---------- DATA FOR THIS TASK
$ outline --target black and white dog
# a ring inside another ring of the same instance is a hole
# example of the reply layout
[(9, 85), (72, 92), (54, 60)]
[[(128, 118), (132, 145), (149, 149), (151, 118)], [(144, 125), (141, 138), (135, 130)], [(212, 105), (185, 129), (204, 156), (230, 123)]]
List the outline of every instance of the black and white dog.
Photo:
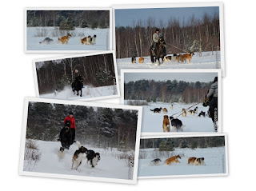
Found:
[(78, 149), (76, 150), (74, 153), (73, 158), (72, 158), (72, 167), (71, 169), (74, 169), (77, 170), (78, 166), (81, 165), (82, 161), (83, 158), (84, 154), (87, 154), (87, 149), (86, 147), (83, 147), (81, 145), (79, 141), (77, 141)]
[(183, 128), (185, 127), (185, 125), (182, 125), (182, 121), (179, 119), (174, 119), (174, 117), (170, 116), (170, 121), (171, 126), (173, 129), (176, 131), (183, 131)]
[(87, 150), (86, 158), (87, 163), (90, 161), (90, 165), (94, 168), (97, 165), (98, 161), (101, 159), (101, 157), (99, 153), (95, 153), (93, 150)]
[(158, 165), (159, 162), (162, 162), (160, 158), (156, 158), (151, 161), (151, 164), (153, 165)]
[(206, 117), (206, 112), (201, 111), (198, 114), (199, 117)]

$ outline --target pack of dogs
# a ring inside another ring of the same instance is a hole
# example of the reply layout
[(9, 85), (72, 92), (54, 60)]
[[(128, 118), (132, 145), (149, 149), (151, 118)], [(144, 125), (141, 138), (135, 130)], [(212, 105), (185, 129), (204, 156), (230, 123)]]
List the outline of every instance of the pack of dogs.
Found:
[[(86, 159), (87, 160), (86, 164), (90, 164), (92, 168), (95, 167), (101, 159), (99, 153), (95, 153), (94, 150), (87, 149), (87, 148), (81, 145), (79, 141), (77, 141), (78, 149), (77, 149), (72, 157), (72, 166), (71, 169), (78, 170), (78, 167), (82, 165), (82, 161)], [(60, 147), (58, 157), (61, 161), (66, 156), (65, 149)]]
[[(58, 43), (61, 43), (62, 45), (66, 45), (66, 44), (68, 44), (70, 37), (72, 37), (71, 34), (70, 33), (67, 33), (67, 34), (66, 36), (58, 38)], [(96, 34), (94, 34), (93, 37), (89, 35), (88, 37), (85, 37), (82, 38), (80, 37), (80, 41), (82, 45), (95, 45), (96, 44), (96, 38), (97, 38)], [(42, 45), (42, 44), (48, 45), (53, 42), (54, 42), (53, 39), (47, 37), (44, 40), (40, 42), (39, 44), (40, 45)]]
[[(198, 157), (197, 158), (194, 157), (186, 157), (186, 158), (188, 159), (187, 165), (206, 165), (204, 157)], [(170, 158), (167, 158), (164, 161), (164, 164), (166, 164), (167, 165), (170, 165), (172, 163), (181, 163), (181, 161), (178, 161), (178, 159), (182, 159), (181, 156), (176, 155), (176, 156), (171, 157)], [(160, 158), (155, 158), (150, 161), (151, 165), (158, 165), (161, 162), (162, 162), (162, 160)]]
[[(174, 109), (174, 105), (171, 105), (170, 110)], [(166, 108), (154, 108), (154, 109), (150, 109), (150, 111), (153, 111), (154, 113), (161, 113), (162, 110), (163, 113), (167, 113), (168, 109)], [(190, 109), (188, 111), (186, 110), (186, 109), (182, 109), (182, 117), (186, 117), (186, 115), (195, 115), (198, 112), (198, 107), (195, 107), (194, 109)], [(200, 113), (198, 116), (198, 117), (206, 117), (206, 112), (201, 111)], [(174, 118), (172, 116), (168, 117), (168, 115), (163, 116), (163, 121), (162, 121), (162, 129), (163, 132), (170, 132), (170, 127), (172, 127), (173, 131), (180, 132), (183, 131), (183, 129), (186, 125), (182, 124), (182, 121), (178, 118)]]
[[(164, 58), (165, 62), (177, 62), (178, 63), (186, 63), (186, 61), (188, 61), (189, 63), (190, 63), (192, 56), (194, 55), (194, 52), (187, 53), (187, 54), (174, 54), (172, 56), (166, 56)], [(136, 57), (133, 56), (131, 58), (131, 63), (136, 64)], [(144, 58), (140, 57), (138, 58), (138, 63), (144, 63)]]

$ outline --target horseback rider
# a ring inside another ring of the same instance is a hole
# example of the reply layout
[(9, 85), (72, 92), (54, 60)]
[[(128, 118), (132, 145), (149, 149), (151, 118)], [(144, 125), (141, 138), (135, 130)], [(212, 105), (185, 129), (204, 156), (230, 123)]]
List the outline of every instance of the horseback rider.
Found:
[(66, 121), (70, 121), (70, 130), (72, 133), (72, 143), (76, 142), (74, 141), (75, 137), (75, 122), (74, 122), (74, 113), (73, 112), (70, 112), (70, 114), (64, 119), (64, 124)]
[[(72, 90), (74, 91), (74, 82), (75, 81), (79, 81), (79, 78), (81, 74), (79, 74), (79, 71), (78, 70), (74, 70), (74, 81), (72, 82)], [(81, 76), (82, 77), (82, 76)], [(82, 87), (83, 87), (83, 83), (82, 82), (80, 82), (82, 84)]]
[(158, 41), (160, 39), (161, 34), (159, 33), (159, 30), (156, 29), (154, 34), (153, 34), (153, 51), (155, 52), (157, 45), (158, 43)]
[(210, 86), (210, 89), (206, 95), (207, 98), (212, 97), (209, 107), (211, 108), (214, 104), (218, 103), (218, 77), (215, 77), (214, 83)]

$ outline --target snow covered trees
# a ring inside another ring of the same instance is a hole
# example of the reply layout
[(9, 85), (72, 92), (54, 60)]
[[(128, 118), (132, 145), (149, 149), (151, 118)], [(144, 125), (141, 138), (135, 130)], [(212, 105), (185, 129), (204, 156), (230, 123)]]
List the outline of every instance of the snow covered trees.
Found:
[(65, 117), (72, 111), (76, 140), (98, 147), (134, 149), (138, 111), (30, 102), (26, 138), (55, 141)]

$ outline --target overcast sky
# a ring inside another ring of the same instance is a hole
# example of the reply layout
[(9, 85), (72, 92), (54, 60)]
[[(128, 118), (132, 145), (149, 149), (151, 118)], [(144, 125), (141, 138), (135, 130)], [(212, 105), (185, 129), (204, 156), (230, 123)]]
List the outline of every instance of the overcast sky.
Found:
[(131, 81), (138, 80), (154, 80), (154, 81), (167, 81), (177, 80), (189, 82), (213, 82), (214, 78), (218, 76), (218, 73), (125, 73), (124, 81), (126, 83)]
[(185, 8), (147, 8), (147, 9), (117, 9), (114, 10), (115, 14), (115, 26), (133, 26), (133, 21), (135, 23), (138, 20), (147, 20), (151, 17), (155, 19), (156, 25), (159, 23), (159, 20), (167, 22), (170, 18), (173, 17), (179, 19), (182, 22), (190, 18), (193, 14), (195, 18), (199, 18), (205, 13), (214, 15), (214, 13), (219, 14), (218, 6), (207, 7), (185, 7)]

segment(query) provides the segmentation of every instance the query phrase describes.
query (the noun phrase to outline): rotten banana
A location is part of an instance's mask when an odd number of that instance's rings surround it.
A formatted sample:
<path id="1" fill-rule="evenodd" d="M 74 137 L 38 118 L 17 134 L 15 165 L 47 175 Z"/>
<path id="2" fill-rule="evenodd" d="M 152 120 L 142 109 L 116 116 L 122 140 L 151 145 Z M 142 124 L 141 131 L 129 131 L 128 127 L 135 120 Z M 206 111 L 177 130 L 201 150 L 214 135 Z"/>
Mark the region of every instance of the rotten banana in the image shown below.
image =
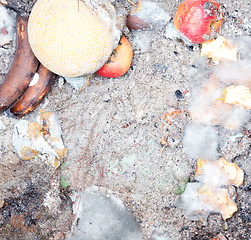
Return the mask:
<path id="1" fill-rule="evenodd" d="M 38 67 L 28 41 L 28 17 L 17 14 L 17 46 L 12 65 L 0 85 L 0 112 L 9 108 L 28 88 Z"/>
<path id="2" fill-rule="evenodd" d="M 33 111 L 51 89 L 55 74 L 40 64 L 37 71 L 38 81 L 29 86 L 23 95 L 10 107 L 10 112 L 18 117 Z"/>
--------------------
---------- DATA FOR THIS TASK
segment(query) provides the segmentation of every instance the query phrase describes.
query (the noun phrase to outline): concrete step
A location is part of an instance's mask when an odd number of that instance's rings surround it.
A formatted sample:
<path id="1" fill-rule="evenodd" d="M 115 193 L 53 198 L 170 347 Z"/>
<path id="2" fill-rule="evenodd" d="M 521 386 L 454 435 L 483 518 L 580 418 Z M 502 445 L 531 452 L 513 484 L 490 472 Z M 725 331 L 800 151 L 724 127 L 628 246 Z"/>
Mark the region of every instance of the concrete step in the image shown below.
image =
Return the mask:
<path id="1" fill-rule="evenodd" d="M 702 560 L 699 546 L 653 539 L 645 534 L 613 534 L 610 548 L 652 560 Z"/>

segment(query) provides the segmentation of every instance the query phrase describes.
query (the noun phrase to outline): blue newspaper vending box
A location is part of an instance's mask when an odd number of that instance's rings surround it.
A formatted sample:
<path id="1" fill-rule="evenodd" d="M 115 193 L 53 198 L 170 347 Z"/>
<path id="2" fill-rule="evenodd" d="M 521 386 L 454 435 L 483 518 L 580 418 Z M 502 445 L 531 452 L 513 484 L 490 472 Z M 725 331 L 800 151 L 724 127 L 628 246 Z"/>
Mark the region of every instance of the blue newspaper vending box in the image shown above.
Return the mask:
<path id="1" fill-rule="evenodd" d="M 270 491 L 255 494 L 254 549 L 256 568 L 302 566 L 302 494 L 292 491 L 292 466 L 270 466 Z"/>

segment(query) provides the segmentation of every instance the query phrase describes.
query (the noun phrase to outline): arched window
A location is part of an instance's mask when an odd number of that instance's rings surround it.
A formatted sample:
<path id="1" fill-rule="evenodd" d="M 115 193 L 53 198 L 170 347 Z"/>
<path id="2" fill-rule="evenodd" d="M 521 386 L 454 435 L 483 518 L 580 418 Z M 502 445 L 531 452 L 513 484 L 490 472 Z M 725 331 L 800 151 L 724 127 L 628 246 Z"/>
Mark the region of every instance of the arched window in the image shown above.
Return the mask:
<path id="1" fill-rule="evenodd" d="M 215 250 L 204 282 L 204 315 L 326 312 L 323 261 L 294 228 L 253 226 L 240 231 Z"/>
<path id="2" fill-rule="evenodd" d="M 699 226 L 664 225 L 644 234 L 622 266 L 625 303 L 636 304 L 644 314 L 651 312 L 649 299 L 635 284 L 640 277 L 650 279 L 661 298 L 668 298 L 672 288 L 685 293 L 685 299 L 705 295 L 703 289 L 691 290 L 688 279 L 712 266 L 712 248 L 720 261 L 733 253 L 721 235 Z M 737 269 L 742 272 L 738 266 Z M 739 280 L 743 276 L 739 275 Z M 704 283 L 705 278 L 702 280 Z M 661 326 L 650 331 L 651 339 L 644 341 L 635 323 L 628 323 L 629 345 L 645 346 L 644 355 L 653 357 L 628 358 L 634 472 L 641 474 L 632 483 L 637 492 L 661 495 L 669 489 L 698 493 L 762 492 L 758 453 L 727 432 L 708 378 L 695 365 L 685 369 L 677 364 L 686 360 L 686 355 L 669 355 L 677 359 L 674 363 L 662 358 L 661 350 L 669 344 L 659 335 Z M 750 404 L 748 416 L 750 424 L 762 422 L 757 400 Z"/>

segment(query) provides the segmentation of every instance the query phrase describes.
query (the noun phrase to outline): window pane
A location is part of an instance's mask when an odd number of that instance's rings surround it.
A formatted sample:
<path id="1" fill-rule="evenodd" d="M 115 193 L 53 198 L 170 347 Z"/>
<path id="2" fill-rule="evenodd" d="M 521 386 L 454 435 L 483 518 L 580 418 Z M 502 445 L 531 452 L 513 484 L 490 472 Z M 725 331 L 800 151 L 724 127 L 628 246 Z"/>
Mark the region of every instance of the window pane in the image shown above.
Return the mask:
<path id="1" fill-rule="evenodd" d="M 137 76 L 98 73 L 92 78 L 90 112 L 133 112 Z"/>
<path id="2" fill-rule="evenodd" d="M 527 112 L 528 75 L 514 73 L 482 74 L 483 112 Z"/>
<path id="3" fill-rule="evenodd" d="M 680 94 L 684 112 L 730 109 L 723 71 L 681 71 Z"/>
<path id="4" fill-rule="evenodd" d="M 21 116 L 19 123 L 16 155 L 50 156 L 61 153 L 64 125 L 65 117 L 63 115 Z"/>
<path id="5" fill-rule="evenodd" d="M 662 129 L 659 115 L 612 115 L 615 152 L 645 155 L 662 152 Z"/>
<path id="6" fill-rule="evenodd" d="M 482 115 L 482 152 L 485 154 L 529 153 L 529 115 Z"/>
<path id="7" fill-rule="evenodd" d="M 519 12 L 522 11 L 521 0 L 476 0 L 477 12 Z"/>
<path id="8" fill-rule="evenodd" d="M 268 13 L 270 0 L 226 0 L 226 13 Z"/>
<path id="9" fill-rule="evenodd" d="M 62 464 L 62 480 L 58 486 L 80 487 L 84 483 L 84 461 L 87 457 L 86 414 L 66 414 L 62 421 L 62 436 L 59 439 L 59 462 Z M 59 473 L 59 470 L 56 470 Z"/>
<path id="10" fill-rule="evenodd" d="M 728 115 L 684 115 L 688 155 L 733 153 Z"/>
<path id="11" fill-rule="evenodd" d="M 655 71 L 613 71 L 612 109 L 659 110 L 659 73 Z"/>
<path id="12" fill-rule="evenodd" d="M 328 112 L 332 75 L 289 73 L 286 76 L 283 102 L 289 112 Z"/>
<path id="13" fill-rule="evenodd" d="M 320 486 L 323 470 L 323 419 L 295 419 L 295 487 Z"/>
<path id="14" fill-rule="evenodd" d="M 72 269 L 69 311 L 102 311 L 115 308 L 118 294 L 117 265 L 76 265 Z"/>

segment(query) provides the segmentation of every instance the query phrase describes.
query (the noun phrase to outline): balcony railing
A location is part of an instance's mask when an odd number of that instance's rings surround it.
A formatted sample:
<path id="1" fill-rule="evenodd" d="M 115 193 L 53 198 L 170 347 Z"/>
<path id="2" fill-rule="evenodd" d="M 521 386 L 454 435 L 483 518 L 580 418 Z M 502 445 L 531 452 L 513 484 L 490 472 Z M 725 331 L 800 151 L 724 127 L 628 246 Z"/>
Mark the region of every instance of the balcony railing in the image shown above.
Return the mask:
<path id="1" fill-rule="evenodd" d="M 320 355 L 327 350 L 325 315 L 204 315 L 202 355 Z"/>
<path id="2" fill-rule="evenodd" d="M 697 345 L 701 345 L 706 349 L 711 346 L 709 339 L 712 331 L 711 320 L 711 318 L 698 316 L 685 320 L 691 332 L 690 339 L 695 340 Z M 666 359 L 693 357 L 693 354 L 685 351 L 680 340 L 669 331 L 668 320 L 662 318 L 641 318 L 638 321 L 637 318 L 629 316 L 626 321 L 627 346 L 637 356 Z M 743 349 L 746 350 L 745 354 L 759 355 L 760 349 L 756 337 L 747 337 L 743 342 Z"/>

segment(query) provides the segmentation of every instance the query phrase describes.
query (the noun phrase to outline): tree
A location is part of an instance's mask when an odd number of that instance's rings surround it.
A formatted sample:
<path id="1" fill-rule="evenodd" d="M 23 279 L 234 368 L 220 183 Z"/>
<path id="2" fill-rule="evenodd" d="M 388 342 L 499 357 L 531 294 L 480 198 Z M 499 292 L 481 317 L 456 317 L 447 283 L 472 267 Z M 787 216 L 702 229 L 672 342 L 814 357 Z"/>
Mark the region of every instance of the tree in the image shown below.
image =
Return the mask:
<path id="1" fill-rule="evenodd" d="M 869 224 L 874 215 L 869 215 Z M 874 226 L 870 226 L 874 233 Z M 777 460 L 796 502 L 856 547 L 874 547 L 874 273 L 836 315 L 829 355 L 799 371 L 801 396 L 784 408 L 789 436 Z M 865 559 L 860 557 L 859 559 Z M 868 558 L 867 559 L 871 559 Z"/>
--------------------
---------- DATA FOR THIS TASK
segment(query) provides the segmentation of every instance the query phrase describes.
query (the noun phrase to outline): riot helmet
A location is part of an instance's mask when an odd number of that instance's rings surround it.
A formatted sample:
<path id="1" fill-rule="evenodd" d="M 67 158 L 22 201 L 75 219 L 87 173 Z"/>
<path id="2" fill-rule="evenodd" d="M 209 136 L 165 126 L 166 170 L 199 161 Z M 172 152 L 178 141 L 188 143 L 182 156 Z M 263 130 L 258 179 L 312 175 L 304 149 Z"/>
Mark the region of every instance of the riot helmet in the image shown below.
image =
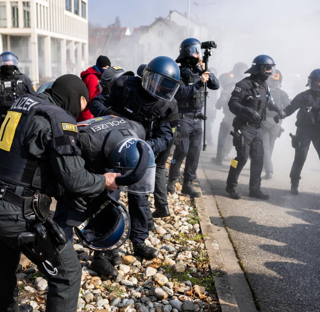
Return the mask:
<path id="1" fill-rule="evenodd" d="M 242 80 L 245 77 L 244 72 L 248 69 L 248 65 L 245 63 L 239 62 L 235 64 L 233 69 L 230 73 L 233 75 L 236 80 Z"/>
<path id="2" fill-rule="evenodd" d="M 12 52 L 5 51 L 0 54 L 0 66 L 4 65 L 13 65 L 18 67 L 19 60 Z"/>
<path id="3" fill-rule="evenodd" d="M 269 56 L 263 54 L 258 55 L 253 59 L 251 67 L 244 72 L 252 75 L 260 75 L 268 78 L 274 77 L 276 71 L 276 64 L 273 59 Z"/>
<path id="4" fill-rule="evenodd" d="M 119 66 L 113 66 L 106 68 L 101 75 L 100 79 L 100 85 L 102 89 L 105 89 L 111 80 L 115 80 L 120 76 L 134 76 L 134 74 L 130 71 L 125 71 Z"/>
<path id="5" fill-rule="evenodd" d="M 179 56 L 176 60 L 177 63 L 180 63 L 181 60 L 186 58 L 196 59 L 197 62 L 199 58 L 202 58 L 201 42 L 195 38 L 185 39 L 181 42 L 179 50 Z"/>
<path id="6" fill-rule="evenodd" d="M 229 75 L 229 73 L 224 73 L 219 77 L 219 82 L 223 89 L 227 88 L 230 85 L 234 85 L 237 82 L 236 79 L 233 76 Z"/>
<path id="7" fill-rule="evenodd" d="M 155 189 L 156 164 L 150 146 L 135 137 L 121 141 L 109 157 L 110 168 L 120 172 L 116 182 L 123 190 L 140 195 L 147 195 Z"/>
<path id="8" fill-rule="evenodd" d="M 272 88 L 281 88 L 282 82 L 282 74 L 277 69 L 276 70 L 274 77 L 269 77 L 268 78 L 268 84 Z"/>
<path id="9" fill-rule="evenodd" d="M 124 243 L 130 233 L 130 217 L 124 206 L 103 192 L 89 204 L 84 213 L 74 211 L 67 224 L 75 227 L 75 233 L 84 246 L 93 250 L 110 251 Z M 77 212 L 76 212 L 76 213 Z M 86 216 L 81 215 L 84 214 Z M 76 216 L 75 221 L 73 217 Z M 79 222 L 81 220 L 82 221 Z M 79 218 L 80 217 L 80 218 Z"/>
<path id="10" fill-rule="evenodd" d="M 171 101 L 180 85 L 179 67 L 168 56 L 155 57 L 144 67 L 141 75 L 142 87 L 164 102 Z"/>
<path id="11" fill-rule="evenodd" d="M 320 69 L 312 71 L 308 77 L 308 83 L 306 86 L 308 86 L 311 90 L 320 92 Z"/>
--------------------
#### [SET PROBLEM]
How many lines in the records above contain the word "snow"? Reply with the number alone.

#### [TASK ANSWER]
2